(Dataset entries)
***

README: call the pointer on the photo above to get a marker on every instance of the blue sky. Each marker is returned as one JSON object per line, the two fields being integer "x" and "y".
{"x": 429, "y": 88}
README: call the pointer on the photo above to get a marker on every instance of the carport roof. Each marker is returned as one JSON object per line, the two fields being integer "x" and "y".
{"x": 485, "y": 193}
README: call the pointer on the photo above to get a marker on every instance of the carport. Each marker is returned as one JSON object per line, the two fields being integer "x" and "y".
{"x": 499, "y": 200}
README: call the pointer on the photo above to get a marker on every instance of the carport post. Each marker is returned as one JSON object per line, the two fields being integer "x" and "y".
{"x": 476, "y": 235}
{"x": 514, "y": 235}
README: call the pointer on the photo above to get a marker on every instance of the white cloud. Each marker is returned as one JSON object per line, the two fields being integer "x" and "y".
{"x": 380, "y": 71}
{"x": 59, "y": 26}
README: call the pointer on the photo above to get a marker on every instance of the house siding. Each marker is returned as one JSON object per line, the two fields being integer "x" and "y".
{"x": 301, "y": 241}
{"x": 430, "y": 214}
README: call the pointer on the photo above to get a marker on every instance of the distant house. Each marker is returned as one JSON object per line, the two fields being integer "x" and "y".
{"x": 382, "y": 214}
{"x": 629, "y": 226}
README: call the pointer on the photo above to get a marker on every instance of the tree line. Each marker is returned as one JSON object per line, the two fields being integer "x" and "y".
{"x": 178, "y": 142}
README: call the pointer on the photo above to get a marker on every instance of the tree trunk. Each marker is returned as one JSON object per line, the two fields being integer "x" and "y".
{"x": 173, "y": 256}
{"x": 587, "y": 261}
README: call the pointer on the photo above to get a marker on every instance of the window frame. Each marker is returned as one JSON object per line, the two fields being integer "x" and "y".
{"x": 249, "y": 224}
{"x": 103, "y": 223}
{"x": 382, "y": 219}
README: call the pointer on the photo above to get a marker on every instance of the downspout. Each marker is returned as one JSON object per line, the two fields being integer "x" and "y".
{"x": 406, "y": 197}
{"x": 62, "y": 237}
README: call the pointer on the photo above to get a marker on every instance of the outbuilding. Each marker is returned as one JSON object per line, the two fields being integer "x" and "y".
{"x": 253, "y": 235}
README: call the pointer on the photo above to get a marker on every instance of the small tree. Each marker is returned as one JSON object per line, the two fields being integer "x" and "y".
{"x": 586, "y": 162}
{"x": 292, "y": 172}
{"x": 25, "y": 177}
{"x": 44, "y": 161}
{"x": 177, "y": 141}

***

Required task: Format every line of the items above as a Markdown table with two columns, n for the row number and Line for the text of that line, leaving out any blank lines.

Expected answer:
| n | Line |
|---|---|
| 1 | README: call the pointer on the photo above to get a marker on every instance of the blue sky. Each marker is returned as one JSON object per line, the two fields being integer "x" and "y". |
| 2 | {"x": 429, "y": 88} |
| 3 | README: call the pointer on the photo above to get a marker on every instance of the carport roof. Each marker is returned as one JSON object per line, the two fields being integer "x" and "y". |
| 4 | {"x": 485, "y": 193} |
| 5 | README: call the pointer on the photo above to get a marker on every instance of the carport. Each marker is returned as one JSON object per line, the two fields being integer "x" and "y". |
| 6 | {"x": 499, "y": 200} |
| 7 | README: call the pointer on the photo above to get a marker on every instance of the carport post. Each marker is returned as one JSON object per line, the two fields being integer "x" and "y". |
| 8 | {"x": 476, "y": 235} |
| 9 | {"x": 514, "y": 235} |
| 10 | README: call the pointer on the photo above to get a marker on every instance of the white cloud. Each marker is returned as one JSON object per line, the two fields being integer "x" and "y". |
| 11 | {"x": 380, "y": 71} |
| 12 | {"x": 59, "y": 26} |
| 13 | README: call the pointer on the photo above to get a marker on every instance of the house siding. Each marker is returned as one JSON object per line, the two fields being integer "x" and "y". |
| 14 | {"x": 301, "y": 241} |
| 15 | {"x": 430, "y": 214} |
| 16 | README: call the pointer on the photo above to get a marker on every instance of the distant house. Each marker is returned as one JSON object per line, the two fields being integer "x" and "y". |
| 17 | {"x": 382, "y": 214} |
| 18 | {"x": 629, "y": 226} |
| 19 | README: call the pointer on the photo above to get a marker on every instance of the tree line. Each marker is returned as one JSON object per line, the two fields being integer "x" and "y". |
| 20 | {"x": 178, "y": 142} |
| 21 | README: call the pointer on the photo above to get a marker on every instance of the tree trunk. Each marker is returned as one JSON object per line, the two fields being integer "x" and "y". |
| 22 | {"x": 173, "y": 256} |
| 23 | {"x": 587, "y": 261} |
| 24 | README: call the pointer on the photo above to get a marker on every instance of the window frame. Each marker is returned as one JSON object per line, the two fields being integer "x" and "y". |
| 25 | {"x": 249, "y": 224} |
| 26 | {"x": 103, "y": 223} |
| 27 | {"x": 382, "y": 219} |
| 28 | README: call the pointer on the photo above to get a marker on every instance of the downspout. Each marker is returned as one JSON object per line, the two fields being integer "x" and "y". |
| 29 | {"x": 406, "y": 197} |
| 30 | {"x": 62, "y": 237} |
| 31 | README: call the pointer on the photo above to get a marker on every instance of the outbuilding. Each marker is returned as one JSON object per line, the two fields being integer "x" and "y". |
| 32 | {"x": 253, "y": 235} |
| 33 | README: call the pointer on the photo above to get a marker on every instance of the small tree. Each marker is returned as one JSON object per line, the two fields being integer "x" and "y". |
| 34 | {"x": 586, "y": 162} |
| 35 | {"x": 292, "y": 172} |
| 36 | {"x": 25, "y": 177} |
| 37 | {"x": 44, "y": 161} |
| 38 | {"x": 177, "y": 141} |